▶ **REQUEST**
Render every line of the items below as a JSON list of strings, one string per line, with blank lines omitted. Leave the pictures out of the answer.

▶ **SOURCE DATA**
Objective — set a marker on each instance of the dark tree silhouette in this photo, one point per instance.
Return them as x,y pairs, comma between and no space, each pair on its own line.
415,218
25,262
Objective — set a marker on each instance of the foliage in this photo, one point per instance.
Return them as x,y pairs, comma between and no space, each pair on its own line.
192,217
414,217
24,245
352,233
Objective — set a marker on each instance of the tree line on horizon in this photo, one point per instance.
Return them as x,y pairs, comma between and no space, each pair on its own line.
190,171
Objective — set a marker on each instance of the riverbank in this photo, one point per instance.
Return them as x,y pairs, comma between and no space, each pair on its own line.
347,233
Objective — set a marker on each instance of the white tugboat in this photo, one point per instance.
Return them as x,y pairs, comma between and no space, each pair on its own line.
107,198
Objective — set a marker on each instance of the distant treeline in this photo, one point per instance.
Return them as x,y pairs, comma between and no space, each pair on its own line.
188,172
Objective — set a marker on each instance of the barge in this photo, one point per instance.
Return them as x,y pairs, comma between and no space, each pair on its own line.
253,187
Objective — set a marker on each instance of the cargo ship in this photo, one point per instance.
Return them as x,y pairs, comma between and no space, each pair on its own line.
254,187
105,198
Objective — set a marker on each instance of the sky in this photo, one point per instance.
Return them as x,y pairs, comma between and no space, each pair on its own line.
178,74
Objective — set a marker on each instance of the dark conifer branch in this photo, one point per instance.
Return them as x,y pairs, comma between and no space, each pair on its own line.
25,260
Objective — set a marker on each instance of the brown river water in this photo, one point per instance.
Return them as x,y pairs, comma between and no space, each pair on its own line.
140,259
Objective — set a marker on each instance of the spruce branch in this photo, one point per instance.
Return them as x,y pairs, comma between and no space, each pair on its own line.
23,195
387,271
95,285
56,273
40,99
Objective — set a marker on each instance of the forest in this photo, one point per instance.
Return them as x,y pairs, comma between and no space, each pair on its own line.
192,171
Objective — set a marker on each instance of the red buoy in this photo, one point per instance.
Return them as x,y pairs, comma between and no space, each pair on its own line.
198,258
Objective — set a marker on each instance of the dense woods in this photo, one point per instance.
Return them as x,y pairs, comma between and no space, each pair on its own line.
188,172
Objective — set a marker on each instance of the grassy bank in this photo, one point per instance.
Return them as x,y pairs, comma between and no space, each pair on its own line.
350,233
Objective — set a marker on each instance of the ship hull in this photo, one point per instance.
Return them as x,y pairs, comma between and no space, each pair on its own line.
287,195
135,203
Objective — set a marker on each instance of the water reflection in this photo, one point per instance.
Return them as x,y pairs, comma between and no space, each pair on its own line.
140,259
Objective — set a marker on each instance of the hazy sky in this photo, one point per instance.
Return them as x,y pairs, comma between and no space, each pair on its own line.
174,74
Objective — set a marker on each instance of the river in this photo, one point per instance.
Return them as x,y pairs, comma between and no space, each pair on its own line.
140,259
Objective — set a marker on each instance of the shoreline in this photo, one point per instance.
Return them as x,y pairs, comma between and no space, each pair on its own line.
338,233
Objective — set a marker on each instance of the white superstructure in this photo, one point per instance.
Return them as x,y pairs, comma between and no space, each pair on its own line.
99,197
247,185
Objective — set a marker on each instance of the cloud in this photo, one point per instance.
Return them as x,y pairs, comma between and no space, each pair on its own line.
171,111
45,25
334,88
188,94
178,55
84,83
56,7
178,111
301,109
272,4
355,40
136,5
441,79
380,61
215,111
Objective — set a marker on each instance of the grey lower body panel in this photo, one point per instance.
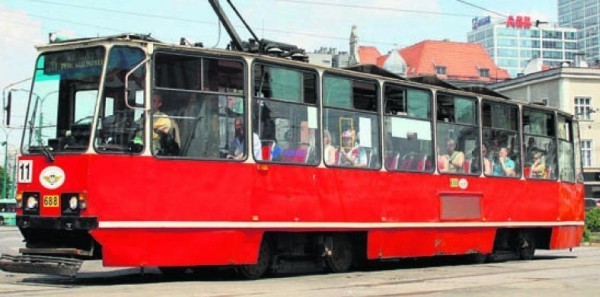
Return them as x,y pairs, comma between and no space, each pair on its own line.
40,264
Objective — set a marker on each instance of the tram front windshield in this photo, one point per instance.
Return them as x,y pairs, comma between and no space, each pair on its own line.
64,97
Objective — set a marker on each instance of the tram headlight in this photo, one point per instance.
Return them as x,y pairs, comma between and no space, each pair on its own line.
32,202
73,202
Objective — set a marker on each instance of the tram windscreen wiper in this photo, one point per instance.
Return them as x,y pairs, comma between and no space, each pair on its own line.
45,150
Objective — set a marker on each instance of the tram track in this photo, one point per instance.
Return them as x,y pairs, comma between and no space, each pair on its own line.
407,278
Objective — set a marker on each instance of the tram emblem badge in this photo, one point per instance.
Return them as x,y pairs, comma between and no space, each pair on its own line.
52,177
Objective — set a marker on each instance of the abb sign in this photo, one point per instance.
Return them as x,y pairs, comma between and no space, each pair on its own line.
519,22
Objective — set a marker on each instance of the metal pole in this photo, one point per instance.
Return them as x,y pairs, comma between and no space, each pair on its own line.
4,93
5,143
13,176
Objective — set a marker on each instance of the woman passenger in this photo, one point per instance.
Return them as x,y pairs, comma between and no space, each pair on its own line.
329,149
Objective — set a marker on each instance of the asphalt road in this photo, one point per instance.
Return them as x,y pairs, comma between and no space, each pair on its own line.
551,273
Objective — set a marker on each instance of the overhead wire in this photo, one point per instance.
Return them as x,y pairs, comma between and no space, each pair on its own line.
166,17
483,8
393,9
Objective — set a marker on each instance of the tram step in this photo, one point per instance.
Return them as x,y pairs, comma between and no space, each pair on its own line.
40,264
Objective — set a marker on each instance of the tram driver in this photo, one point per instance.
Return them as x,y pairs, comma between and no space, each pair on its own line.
165,135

▶ **EXERCISE ANSWER**
[
  "Objective — set a marker on each instance of the dark tree silhouette in this photo, one point per instance.",
  "Return them as x,y pairs, comma between and no space, each pair on its own line.",
  "415,218",
  "25,262",
  "Objective — set a marker on each instance of the foliage in this photo, one point per instance.",
  "Return them as x,y pairs, comma between and no space, each pair on its own line.",
  "192,217",
  "414,217",
  "24,245",
  "352,233",
  "Objective — set a marker on each instance of the tree line on horizon in this photo, one point per instance.",
  "Return them as x,y pairs, comma between and no space, each pair on its own line.",
  "190,171",
  "Objective — set a marker on each instance of the riverbank in this photo, one point per instance.",
  "Return them as x,y pairs, comma between and no space, each pair on its own line.",
  "347,233",
  "Objective — set a marker on each instance of the white tugboat in this photo, one point per instance.",
  "Return them as x,y pairs, comma between and no space, each pair on its own line.",
  "107,198",
  "Objective — set a marker on each instance of the distant treeline in this photo, one point per instance.",
  "Return them as x,y pairs, comma between and no space, each pair on its own line.",
  "188,172",
  "Objective — set a marker on each instance of the barge in this photo, one point per instance.",
  "Return them as x,y pairs, comma between and no space, each pair on its own line.",
  "253,187",
  "Objective — set a marker on each instance of the cargo ship in this photo, one point per instance.",
  "Return them as x,y pairs, comma between and no space, each pair on its own line.",
  "254,187",
  "105,198",
  "Objective — set a marker on each instance of the sky in this photo, one point per instance.",
  "Return them as x,y pairs, comma between and no space, each pair on its own line.",
  "178,74",
  "Objective — set a marker on each instance of the dark conifer branch in this photo, one point per instance.",
  "Return them as x,y pairs, comma between and no space, each pair on its own line.",
  "25,260",
  "Objective — set a marker on each instance of the brown river water in this photo, one point per instance.",
  "Return them as x,y pairs, comma between and no space, each pair on its own line.",
  "140,259",
  "Objective — set a marker on each instance of the spruce branch in this photo, one point per instance.",
  "Return them as x,y pairs, comma between and no space, each pair on its own line.",
  "23,195",
  "387,271",
  "95,285",
  "56,273",
  "40,99",
  "Objective — set a marker on each instance of the forest in this photo, one point per instance.",
  "Return them as x,y pairs, comma between and no space, each pair on its own line.",
  "192,171",
  "Objective — set a marker on each instance of the red buoy in this photo, one point per instance.",
  "Return them as x,y pairs, comma between and no space, each pair on its own line.",
  "198,258",
  "Objective — set a marker on each instance of the dense woods in this photo, one point per instance.",
  "Return them as x,y pairs, comma between and no space, each pair on its own line.",
  "188,172",
  "Objective — set a marker on each instance of the grassy bank in this photo, one point per instance.",
  "Return them as x,y pairs, comma between and no space, each pair on its own line.",
  "350,233",
  "Objective — set a marker on each instance of the ship hull in this photo, one point per instance.",
  "Return them as x,y pairs, comma between and no space, each pair on its own line.",
  "287,195",
  "135,203",
  "Objective — set a marker on each instance of the water reflection in this photo, one point per instance.",
  "Return them as x,y pairs, comma between and no space, each pair on its own line.",
  "140,259",
  "Objective — set a marker on each instance of the hazy sky in this photo, one point per instance.",
  "Return them as x,y pairs, comma between and no space, each pair on its own line.",
  "174,74",
  "Objective — set a marker on each instance of the river in this photo, one point per instance.",
  "Return them as x,y pairs, comma between and no space, each pair on its own line.",
  "140,259",
  "Objective — set a marker on each instance of the shoreline in this photo, one point per instance.",
  "Return them as x,y pairs, comma between and no space, each pair on its own line.",
  "338,233",
  "Objective — set a marker on each instance of the white superstructure in this photo, one point per instance.",
  "Return them as x,y pairs, comma between and no space, each pair on its own line.",
  "99,197",
  "247,185",
  "Objective — set a marker on each instance of the cloud in this photo, one point per instance.",
  "Return them as x,y pairs, comma between and no space, each pair on its own line.",
  "171,111",
  "45,25",
  "334,88",
  "188,94",
  "178,55",
  "84,83",
  "56,7",
  "178,111",
  "301,109",
  "272,4",
  "355,40",
  "136,5",
  "441,79",
  "380,61",
  "215,111",
  "Objective — set a marker on each instance of the grey lower body panel in this photo, one point per instance.",
  "Return them as x,y pairs, comma between and no space, each pair on its own line.",
  "40,264",
  "Objective — set a marker on each instance of the tram front windshield in this photo, one point per instance.",
  "Return them as x,y pairs, comma between and no space, each pair on its own line.",
  "64,97",
  "Objective — set a marker on each instance of the tram headlight in this photo, one point per instance.",
  "Return them as x,y pairs, comma between and no space, each pair on its own line.",
  "32,202",
  "73,202",
  "Objective — set a marker on each instance of the tram windscreen wiper in this photo, one point per instance.",
  "Return them as x,y pairs, comma between and no space, each pair on its own line.",
  "45,150",
  "Objective — set a marker on each instance of the tram track in this photo, one point per instance.",
  "Return them as x,y pairs, comma between and no space, each pair on its own line.",
  "407,278",
  "Objective — set a marker on each instance of the tram emblem badge in this photo, one point per instance.",
  "Return them as x,y pairs, comma between and no space, each pair on its own line.",
  "52,177",
  "Objective — set a marker on each instance of the abb sign in this photo, one point per instance.",
  "Return them as x,y pairs, comma between and no space, each pair on its own line.",
  "519,22",
  "Objective — set a marker on each instance of the metal pole in this photo, one point per instance.",
  "Return them as x,y pairs, comma between and no space, each pair on its own line.",
  "4,93",
  "5,143",
  "13,176",
  "Objective — set a marker on each instance of the woman passenger in this photo, one point per instance.",
  "Return them as x,y pairs, comma between and no space, each pair on its own line.",
  "329,149",
  "Objective — set a marker on each instance of the asphalt road in this photo, one point per instance.",
  "Return them as x,y pairs, comma between and no space, each pair on its own line.",
  "551,273",
  "Objective — set a marker on each instance of the overhead wire in this photo, one point per instance.",
  "Return them as x,y pairs, comma between and no space, each pair on its own line.",
  "166,17",
  "483,8",
  "393,9",
  "Objective — set a marker on each instance of the tram step in this photo, one point per instance.",
  "Return them as x,y pairs, comma between and no space, each pair on its own line.",
  "40,264",
  "Objective — set a marker on each instance of the tram driver in this photo, one point per instance.",
  "Return them as x,y pairs, comma between and no space, each pair on its own line.",
  "165,135"
]